Aufgabe: Nenne alle Überschriften, die im folgenden Textabschnitt vorkommen.

Textabschnitt:
-*-
Wirtschaft und Infrastruktur

Unternehmen

  • PAARI Waagen- und Anlagenbau GmbH & Co. KG - Eine der größten Waagenbaufirmen Mitteldeutschlands
  • PAARI Systemhaus GmbH - Entwickelt Software für Wägesysteme

Medien

Der Ort verfügt über eine eigene Ortszeitschrift, die monatlich erscheint. Mit der Ausgabe Juni 2006 übernahm eine neu gegründete Redaktion aus Stotternheimer Bürgern dieses Heimatblatt Stotternheim von einem Udestedter Werbestudio. Die Publikation versucht, Ortsgeschehen zu chronologisieren, sowie eigene Themen aus dem Ort aufzugreifen. Die Auflage liegt bei 1850. Finanziert wird die Zeitschrift aus Anzeigeneinnahmen und einem Zuschuss des Ortschaftsrates, der als Herausgeber fungiert. Das Heimatblatt Stotternheim ist kostenlos.
-*-
Bereitgestelltes Material:
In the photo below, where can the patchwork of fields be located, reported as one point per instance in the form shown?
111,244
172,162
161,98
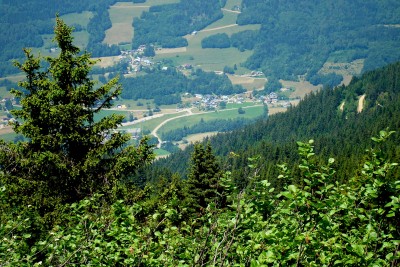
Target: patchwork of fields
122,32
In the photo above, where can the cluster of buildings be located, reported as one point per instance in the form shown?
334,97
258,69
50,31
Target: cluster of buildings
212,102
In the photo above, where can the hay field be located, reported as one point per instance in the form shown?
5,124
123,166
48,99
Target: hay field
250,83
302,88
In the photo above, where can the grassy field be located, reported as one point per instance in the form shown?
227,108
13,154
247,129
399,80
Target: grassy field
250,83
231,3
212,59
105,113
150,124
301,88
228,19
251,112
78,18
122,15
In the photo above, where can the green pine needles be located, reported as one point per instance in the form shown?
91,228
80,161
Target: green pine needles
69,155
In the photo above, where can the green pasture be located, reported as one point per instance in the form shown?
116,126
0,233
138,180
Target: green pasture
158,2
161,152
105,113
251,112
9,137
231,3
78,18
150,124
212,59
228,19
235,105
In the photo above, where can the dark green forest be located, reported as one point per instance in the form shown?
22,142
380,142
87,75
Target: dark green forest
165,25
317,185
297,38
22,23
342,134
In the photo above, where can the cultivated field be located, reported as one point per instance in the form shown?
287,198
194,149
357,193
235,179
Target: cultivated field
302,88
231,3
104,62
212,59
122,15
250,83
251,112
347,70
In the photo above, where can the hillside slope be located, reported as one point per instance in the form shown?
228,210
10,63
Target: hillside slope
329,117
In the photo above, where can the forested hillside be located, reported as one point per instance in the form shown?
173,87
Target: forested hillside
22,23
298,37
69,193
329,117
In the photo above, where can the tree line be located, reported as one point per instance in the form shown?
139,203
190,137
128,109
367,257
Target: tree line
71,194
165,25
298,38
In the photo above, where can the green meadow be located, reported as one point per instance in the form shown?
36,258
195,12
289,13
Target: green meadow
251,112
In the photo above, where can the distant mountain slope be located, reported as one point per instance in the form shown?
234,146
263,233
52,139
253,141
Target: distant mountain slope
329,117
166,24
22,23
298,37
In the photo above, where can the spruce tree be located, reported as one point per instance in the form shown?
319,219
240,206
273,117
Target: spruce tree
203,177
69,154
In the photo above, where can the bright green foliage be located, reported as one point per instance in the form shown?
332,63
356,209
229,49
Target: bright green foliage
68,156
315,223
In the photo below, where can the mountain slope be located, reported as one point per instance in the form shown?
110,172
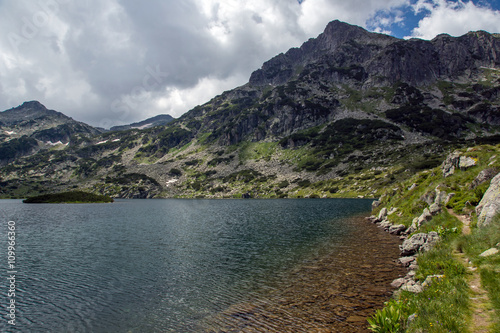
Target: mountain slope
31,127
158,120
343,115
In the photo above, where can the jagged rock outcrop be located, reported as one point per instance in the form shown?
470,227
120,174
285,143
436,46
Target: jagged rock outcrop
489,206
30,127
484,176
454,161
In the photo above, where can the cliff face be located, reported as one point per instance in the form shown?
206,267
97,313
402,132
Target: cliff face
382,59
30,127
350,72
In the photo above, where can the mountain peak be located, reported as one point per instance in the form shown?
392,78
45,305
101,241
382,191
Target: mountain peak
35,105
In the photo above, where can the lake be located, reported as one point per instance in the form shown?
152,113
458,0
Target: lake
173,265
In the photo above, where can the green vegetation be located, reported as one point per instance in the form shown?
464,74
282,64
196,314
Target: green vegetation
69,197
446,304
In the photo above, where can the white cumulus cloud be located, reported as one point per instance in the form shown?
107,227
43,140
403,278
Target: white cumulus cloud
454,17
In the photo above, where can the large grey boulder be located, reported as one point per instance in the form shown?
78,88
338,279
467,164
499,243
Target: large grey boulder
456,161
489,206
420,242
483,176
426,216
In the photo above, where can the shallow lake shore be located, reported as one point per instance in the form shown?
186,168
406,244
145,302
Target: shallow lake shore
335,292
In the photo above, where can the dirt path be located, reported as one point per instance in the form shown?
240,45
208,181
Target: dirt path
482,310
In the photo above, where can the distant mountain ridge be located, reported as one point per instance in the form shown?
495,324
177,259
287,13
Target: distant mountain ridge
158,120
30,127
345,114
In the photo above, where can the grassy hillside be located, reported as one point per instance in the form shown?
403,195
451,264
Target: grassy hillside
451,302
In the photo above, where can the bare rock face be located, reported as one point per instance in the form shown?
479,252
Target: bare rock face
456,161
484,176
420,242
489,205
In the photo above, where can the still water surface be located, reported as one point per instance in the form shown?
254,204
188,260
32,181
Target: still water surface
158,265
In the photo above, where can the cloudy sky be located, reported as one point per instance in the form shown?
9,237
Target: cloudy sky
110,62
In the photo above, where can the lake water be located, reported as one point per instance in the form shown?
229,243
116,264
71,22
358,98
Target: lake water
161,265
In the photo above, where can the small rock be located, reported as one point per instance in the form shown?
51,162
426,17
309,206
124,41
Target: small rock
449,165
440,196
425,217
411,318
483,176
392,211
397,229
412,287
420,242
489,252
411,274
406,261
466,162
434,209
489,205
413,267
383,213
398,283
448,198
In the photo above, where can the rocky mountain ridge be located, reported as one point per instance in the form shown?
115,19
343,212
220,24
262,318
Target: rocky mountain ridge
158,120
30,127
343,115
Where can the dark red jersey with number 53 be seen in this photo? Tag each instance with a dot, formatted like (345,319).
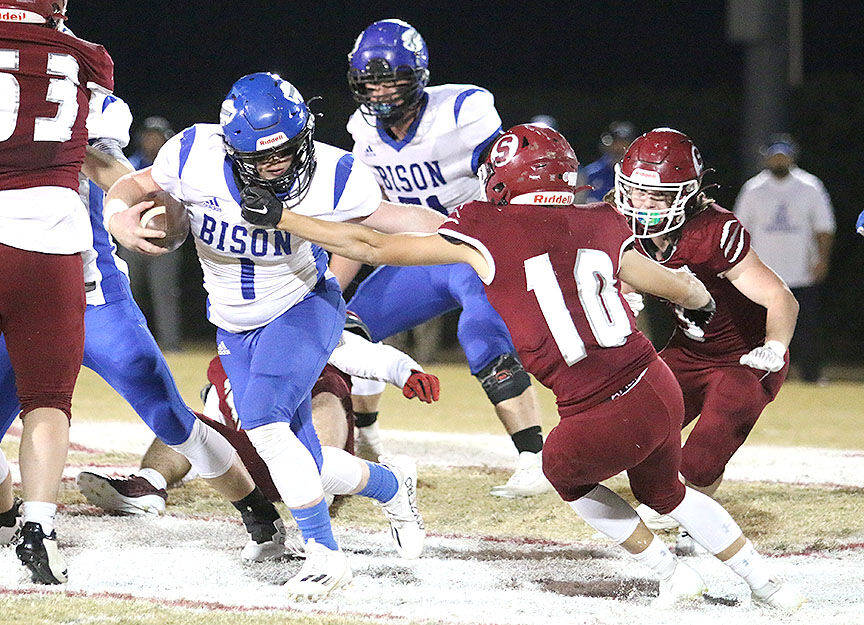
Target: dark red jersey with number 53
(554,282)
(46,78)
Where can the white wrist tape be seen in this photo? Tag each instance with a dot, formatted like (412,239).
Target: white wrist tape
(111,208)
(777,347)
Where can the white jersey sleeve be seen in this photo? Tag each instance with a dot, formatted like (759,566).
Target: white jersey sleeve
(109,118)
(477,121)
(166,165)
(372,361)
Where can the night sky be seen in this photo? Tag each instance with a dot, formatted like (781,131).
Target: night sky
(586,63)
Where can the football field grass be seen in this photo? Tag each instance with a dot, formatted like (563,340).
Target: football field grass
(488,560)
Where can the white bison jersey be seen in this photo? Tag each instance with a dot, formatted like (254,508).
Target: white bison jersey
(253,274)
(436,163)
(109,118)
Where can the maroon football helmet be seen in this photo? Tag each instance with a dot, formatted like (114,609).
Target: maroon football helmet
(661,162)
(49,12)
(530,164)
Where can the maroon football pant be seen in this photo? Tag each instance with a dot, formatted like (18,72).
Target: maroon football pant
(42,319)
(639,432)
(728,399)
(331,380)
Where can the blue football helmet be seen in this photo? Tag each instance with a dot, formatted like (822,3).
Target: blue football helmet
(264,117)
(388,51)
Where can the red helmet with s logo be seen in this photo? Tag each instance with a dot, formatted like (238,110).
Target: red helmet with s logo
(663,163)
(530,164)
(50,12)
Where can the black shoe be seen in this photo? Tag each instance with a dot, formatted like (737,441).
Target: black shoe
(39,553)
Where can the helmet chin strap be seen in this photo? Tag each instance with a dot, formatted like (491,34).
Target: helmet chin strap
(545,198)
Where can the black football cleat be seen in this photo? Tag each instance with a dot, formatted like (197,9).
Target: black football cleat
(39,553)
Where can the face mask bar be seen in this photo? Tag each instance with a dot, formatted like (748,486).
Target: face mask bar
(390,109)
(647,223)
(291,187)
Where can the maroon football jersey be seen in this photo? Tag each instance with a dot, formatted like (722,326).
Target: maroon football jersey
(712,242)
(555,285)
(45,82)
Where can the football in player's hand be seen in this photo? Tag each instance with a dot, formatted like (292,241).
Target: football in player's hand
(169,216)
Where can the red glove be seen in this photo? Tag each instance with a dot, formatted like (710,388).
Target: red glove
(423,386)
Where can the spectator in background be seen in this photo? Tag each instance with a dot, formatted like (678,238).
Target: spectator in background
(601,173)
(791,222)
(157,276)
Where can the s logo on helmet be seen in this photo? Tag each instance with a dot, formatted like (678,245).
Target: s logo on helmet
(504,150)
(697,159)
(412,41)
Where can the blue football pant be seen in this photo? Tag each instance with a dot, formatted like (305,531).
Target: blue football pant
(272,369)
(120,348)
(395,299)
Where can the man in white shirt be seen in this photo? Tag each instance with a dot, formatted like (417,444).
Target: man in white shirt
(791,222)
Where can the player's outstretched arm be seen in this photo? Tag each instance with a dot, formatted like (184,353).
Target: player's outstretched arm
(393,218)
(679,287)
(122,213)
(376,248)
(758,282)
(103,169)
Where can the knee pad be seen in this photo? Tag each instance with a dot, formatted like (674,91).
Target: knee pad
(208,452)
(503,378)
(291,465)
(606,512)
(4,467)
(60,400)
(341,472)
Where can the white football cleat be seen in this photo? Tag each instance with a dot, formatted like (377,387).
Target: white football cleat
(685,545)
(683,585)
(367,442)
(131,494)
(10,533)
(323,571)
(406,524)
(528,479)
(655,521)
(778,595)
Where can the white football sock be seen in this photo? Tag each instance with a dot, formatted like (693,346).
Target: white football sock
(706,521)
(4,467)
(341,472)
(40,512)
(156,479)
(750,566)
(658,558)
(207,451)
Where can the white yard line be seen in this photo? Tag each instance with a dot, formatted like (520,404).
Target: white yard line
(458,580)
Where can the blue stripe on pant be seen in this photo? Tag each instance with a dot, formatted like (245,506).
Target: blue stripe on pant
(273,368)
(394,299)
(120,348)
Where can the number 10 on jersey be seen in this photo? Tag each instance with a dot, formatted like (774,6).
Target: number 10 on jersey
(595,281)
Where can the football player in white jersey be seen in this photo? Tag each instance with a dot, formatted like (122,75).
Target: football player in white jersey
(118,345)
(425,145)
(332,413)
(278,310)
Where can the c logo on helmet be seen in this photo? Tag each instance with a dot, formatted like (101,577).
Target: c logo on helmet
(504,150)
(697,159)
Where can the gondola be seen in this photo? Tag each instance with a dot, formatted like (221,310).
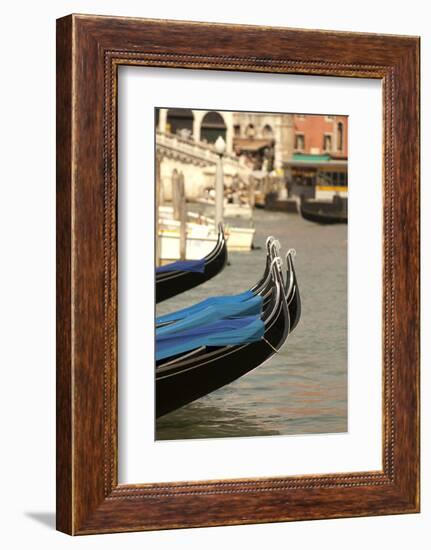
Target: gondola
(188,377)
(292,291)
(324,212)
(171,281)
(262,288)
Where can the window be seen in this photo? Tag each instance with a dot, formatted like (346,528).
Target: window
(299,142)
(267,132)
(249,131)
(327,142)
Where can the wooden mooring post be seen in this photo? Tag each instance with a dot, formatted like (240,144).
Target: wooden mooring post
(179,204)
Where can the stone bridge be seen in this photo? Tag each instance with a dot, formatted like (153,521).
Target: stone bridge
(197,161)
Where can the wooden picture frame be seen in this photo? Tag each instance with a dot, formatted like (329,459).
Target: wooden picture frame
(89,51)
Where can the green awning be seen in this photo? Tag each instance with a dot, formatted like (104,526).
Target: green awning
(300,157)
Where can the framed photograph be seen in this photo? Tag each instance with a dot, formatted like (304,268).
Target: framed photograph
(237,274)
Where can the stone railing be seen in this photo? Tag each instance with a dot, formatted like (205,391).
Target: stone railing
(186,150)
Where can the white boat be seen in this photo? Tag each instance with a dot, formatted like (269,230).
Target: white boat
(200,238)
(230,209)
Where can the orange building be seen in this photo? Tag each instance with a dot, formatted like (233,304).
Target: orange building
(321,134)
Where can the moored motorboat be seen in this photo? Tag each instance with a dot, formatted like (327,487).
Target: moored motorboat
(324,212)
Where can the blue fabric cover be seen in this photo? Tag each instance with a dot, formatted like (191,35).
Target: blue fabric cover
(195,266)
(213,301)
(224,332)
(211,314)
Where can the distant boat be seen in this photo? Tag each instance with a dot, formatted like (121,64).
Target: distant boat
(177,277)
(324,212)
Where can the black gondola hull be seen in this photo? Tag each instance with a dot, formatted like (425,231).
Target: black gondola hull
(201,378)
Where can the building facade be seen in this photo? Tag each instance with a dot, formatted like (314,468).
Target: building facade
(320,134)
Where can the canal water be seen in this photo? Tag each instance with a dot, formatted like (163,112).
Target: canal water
-*-
Lösung:
- Wirtschaft und Infrastruktur
- Unternehmen
- Medien